Material for this exercise section start

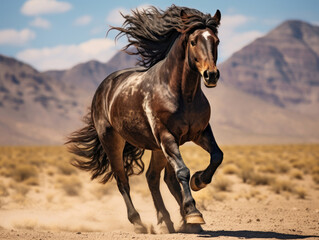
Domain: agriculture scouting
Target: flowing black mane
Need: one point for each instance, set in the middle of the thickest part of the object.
(152, 31)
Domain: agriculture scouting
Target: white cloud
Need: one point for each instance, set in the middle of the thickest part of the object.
(115, 16)
(98, 29)
(231, 38)
(40, 23)
(83, 20)
(16, 38)
(66, 56)
(38, 7)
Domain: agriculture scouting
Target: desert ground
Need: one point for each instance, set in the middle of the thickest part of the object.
(259, 192)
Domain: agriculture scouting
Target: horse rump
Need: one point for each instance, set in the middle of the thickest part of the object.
(86, 144)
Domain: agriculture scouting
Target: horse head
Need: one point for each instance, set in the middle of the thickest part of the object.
(202, 54)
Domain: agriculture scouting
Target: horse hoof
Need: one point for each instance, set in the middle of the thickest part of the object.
(194, 219)
(190, 228)
(140, 228)
(193, 184)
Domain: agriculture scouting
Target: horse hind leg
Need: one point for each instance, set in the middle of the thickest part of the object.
(113, 144)
(157, 163)
(175, 189)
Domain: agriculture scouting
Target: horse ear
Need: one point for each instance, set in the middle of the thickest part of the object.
(217, 16)
(184, 16)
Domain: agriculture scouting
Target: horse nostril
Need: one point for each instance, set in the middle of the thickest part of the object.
(217, 74)
(206, 76)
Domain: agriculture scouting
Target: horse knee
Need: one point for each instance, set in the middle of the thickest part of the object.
(152, 179)
(183, 174)
(217, 157)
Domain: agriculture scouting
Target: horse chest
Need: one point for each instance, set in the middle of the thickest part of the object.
(189, 123)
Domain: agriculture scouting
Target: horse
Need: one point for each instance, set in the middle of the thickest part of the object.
(158, 106)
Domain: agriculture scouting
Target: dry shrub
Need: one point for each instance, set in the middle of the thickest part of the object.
(101, 191)
(260, 179)
(70, 184)
(267, 168)
(300, 192)
(230, 169)
(3, 190)
(315, 178)
(282, 185)
(66, 168)
(20, 188)
(282, 167)
(222, 183)
(33, 181)
(296, 174)
(246, 170)
(220, 196)
(26, 224)
(23, 171)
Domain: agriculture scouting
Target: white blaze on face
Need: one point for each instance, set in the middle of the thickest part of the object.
(206, 34)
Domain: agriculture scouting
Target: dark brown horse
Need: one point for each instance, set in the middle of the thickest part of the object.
(159, 107)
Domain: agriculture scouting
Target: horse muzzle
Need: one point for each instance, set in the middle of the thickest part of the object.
(210, 78)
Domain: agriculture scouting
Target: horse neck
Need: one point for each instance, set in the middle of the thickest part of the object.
(181, 78)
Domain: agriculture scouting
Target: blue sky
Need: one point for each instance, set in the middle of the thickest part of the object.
(58, 34)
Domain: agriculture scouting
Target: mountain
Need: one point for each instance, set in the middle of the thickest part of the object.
(34, 108)
(268, 93)
(89, 75)
(281, 67)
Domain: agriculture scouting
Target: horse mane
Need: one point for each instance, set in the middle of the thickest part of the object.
(153, 31)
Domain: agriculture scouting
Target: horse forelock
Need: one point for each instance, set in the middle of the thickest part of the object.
(152, 32)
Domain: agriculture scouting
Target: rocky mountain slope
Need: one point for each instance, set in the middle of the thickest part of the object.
(281, 67)
(268, 93)
(34, 108)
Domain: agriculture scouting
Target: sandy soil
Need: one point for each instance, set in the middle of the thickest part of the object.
(277, 219)
(49, 210)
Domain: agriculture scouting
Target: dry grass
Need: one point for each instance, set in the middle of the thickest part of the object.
(279, 186)
(222, 183)
(70, 184)
(230, 169)
(44, 175)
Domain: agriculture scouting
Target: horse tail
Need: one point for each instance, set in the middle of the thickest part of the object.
(86, 144)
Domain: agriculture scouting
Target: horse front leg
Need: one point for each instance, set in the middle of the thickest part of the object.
(174, 158)
(207, 141)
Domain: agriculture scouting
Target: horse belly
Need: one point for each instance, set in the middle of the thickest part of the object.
(129, 120)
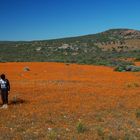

Material for this exercise section end

Scan the entries for lines holding the string "mane", then copy every one of them.

Result of this exercise:
Target: flowing black mane
Target: horse mane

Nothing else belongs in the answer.